• **INSTRUCTION 1**
Reproduce the records of the pointing dataset line for line, covering every one of them, and omit the pictures from your output.

Smithsonian Collections Blog

Highlighting the hidden treasures from over 2 million collections

Collections Search Center

Wednesday, July 27, 2016

SELGEM: The Logical Structure

This is the second of a three-part-series on SELGEM, a pioneering computer system used to manage museum collections in the United States. Read the first post here.

A SELGEM (an acronym for: SELf GEnerating Master) computer record was what we all define as a typical record, all the information about: one object, one specimen, one work of art, one publication, or, one person, etc. It included all the related fields or data elements. The SELGEM logical record was composed of one or more physical records. A logical record was all the “physical records” with identical Serial Numbers.

• **INSTRUCTION 2**
Continue the blog post on the logical structure of SELGEM, picking up after its final sentence.

[Excerpts from a pointing dataset]
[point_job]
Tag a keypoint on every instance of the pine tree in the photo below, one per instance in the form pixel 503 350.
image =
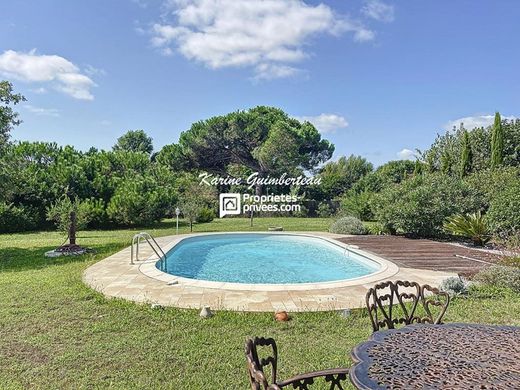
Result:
pixel 497 143
pixel 467 155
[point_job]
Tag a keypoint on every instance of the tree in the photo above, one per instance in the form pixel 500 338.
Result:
pixel 497 143
pixel 190 208
pixel 69 217
pixel 466 156
pixel 134 141
pixel 8 118
pixel 263 139
pixel 339 176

• **EXERCISE RESULT 1**
[point_job]
Tag a keypoint on every instance of the pine tree in the photo below, one per instance in the form pixel 503 350.
image =
Result:
pixel 497 143
pixel 467 155
[point_job]
Tag a keypoint on every instance of the tree in the photo above, one per instance in the form pixel 500 338.
Result:
pixel 497 143
pixel 190 208
pixel 69 217
pixel 466 156
pixel 134 141
pixel 8 118
pixel 263 139
pixel 339 176

• **EXERCISE RESULT 2**
Because SELGEM was a general purpose data management system it was used for a wide range of applications at the Smithsonian Institution. Computer applications (using SELGEM) in the 1970s included: museum objects from National Museum of Natural History (NMNH), National Museum of American History (NMAH), National Air and Space Museum (NASM), art museums, the Smithsonian Institution Archives, Volcanoes of the World, bibliographic applications, systematic checklists, type-specimen catalogs, Catalog of American Portraits, National Portrait Gallery (NPG), Inventories of American Painting and Sculpture, and a list of threatened and endangered plants in the United States. Many of these pioneer applications continue today, having evolved into modern databases and web-based applications.

SELGEM master file, directory record
Ayensu, Edward S. and Robert A. DeFilipps. 1978.  Endangered and threatened plants of the United States.  xv, 403 pages.  Smithsonian Institution, Washington, DC. 
Typically a SELGEM logical record was composed of from about 5 to 50 physical records (individual lines); maybe an occasional application included as many as a hundred. The Category Numbers could be any number between “001” and “999”. Each Category Number represented a data element. The first Category Number for a logical record was not required to begin with “001” and application owners generally provided gaps when assigning Category Numbers to create a more flexible design. However a Master List of records displayed Category Numbers, and the associated data, in numerical sequence.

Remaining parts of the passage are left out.